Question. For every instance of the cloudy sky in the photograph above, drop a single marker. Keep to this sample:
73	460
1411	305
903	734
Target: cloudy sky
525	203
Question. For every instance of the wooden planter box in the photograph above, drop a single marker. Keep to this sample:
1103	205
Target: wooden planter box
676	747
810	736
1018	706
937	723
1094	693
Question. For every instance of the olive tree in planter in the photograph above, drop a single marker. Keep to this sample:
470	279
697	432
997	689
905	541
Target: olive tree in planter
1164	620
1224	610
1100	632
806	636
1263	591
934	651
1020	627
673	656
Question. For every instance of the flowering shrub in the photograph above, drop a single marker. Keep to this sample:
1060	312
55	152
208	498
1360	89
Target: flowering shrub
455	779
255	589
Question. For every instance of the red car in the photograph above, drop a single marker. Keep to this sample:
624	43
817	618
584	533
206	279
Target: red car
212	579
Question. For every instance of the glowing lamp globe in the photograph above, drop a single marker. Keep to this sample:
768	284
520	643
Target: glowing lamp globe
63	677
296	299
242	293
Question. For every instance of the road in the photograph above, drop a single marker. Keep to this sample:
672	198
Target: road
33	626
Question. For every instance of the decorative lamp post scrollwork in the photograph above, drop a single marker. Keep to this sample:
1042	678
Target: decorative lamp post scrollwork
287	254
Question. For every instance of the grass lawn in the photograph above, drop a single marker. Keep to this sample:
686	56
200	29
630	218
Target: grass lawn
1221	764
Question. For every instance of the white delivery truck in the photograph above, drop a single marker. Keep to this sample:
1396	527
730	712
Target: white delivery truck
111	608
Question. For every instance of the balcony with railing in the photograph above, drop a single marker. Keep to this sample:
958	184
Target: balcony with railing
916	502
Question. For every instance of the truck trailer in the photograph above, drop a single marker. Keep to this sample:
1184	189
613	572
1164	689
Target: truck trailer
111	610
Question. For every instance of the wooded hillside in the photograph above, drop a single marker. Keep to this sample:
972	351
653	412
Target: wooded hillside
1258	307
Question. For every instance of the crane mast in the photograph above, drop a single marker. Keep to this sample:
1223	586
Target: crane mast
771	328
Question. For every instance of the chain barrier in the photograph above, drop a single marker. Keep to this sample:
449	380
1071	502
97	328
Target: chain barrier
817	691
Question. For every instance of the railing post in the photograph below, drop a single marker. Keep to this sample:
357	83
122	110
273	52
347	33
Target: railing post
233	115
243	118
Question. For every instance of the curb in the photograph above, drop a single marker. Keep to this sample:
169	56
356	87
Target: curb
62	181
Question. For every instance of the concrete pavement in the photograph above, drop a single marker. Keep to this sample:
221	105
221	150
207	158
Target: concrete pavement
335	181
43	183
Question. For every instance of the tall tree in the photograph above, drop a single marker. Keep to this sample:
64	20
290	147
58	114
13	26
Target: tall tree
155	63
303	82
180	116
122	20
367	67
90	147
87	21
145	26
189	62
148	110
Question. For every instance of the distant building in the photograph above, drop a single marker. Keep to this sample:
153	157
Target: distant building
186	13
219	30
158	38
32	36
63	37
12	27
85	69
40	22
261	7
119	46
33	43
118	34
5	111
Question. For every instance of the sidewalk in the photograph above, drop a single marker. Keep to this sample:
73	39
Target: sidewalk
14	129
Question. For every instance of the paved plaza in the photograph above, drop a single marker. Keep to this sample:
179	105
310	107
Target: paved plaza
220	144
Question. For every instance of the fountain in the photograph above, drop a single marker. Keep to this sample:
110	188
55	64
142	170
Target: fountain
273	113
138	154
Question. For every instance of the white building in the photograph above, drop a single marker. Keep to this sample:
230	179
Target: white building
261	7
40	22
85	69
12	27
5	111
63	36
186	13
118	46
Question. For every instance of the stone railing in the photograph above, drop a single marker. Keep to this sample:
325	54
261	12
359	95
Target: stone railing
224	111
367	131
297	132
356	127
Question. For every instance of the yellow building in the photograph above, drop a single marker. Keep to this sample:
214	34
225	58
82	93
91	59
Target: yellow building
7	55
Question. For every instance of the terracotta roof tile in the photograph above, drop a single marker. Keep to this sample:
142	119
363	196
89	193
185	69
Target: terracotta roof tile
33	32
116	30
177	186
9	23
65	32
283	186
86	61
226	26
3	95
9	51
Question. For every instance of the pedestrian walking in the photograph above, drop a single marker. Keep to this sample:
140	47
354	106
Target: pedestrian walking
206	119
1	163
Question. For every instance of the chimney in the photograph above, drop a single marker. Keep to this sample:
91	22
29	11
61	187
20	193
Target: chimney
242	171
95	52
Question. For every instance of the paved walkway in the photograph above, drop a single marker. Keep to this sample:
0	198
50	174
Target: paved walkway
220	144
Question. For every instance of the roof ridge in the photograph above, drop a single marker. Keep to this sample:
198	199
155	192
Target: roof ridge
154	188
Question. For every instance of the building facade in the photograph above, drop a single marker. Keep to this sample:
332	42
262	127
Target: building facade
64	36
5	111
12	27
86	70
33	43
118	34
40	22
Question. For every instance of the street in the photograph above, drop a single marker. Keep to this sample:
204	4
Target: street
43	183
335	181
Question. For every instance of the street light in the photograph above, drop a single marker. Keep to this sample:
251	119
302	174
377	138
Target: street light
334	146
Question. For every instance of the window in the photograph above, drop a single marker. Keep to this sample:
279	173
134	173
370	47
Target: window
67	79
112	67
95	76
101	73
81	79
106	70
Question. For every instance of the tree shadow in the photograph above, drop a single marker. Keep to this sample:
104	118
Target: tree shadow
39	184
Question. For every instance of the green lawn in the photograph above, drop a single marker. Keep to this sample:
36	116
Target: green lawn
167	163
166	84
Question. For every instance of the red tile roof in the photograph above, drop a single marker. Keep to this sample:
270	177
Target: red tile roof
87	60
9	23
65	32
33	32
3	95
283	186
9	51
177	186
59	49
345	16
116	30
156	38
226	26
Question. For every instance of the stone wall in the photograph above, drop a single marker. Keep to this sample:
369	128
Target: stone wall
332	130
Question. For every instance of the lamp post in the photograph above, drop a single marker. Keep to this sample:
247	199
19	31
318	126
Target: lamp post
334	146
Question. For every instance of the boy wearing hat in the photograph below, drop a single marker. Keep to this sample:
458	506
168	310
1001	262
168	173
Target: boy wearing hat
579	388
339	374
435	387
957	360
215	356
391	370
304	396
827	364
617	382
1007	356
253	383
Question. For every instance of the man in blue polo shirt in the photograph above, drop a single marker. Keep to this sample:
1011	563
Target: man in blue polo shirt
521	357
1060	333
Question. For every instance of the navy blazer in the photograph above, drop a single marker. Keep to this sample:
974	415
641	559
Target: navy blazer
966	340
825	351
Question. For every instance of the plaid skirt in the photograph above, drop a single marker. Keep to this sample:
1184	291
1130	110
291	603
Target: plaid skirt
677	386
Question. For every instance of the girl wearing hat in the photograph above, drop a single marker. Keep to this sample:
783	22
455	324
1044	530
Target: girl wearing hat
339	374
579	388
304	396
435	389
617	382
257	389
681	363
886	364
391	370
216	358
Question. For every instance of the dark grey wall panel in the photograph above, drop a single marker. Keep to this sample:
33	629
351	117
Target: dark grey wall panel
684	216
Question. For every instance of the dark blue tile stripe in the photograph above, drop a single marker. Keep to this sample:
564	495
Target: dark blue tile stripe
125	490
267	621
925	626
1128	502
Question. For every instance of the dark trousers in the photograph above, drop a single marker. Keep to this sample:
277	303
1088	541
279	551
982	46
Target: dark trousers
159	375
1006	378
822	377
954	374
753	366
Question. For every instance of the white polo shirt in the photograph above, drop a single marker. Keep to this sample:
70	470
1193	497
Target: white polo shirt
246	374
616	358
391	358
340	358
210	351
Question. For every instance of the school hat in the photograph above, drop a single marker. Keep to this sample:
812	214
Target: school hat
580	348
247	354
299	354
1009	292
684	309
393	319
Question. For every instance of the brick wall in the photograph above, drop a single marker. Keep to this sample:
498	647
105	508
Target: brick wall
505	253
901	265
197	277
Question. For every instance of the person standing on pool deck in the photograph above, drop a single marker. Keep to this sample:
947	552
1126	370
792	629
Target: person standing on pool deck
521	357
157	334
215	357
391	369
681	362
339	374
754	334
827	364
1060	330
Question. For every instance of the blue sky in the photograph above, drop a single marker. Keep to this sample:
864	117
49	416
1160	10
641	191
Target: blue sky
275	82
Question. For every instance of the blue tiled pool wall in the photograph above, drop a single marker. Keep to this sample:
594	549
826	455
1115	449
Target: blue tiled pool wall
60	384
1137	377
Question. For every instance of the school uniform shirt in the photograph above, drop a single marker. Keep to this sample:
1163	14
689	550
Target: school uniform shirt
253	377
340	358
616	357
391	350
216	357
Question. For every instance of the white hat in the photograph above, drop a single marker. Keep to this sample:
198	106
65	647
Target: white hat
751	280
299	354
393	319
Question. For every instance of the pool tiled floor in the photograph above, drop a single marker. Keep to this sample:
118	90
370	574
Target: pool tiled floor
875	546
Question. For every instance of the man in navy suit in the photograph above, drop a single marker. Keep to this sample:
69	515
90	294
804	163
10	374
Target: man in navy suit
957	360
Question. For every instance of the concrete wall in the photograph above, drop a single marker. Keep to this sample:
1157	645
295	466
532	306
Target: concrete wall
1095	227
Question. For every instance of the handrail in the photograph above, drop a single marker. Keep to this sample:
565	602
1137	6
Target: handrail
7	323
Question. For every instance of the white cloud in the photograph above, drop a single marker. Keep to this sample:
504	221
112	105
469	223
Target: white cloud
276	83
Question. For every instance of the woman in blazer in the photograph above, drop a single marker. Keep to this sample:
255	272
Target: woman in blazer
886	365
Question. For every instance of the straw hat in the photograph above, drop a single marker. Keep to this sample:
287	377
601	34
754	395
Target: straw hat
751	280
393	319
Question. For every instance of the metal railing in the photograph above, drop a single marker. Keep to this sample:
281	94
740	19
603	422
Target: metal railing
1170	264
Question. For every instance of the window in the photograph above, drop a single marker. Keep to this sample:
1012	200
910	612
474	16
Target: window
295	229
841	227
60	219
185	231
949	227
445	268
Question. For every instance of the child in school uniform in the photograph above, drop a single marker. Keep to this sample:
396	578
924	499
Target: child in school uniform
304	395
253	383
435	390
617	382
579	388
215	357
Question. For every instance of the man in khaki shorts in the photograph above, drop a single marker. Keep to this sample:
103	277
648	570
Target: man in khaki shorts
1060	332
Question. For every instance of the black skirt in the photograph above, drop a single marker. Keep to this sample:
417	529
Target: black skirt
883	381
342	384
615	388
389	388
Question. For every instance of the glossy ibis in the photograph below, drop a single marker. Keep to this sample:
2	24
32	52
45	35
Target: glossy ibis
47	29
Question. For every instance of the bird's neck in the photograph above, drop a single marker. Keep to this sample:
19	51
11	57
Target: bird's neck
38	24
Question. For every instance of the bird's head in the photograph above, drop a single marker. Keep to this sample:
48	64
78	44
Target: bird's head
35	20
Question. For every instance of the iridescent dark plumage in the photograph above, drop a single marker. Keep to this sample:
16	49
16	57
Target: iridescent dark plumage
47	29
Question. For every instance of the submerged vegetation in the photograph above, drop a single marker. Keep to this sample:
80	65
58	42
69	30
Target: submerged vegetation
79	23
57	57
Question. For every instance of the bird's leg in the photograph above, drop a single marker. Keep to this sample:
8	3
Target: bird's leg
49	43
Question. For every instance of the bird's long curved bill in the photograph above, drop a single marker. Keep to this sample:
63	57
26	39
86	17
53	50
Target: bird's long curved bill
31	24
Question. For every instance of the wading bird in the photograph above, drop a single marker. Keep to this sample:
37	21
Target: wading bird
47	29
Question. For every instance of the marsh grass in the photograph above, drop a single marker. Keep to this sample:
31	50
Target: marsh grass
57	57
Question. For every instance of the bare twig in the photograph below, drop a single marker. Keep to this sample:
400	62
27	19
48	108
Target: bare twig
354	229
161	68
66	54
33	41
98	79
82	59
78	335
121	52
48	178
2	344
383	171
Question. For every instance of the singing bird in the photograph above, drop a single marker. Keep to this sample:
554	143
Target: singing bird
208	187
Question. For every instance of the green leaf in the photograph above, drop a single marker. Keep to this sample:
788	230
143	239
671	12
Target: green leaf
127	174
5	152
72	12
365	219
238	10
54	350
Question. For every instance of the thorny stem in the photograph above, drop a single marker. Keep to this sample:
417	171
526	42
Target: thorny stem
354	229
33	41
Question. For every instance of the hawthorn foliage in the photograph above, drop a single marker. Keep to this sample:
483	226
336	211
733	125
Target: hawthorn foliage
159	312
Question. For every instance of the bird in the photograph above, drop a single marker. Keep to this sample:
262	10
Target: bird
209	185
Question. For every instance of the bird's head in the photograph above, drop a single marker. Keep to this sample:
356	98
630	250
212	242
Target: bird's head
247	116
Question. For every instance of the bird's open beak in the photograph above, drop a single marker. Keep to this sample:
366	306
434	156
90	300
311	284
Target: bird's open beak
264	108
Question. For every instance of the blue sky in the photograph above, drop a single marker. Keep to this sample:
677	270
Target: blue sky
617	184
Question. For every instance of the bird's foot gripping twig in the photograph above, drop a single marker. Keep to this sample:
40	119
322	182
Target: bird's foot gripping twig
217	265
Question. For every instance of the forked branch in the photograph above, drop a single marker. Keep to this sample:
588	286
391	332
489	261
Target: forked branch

▬▬▬▬▬▬

**EXERCISE BRIEF:** Return exactly the lines from the one containing "Question. For every instance of the wading" to the last line of the data, and nothing more.

**WRITTEN REPLY:**
Question. For every instance of the wading bird in the photograph above, drop a single marker. Keep to this sample:
37	21
Target: wading bird
47	29
Question. For every instance of the marsh grass in the photograph above, drop a single marker. Keep to this sample:
31	50
Target: marsh grass
57	57
Question. For every instance of the bare twig in the photograph below, drop a single marker. Keep to this sample:
400	62
27	19
48	108
Target: bare twig
354	229
161	68
66	54
33	41
98	79
82	59
78	335
121	52
48	178
2	344
383	171
Question. For every instance of the singing bird in the photograph above, drop a single marker. Keep to this sample:
554	143
Target: singing bird
208	187
Question. For every instance of the green leaf in the photograph above, drop a single marker. Keep to this sample:
788	230
143	239
671	12
Target: green leaf
127	174
5	152
72	12
365	219
238	10
54	350
Question. For every instance of the thorny stem in the photograph above, drop a single marker. Keep to this sample:
417	171
526	42
Target: thorny stem
354	229
33	41
Question. For every instance of the hawthorn foliage in the photograph above, drop a single marker. Keep to this sample:
483	226
336	211
733	125
Target: hawthorn foliage
159	312
Question. For every instance of the bird in the photograph above, drop a single marker. Keep to this sample:
262	10
Target: bird
209	185
Question. For every instance of the bird's head in the photograph above, drop a single marker. Keep to this sample:
356	98
630	250
212	242
Target: bird's head
247	116
Question. For every instance of the bird's open beak in the photograph above, drop a single marker. Keep to this sample:
366	306
434	156
90	300
311	284
Target: bird's open beak
264	108
Question. For every instance of the blue sky in the photograph above, drop a single marker. Keep to this sample:
677	270
Target: blue sky
617	184
Question. For every instance of the bird's foot gripping twig in the photograph above, drop a single marker. Keep to this sample:
40	119
322	182
Target: bird's foot gripping twig
217	265
Question. For every instance of the forked branch in the photograph above, drop a single marker. Keep to this sample:
588	286
391	332
489	261
Target: forked branch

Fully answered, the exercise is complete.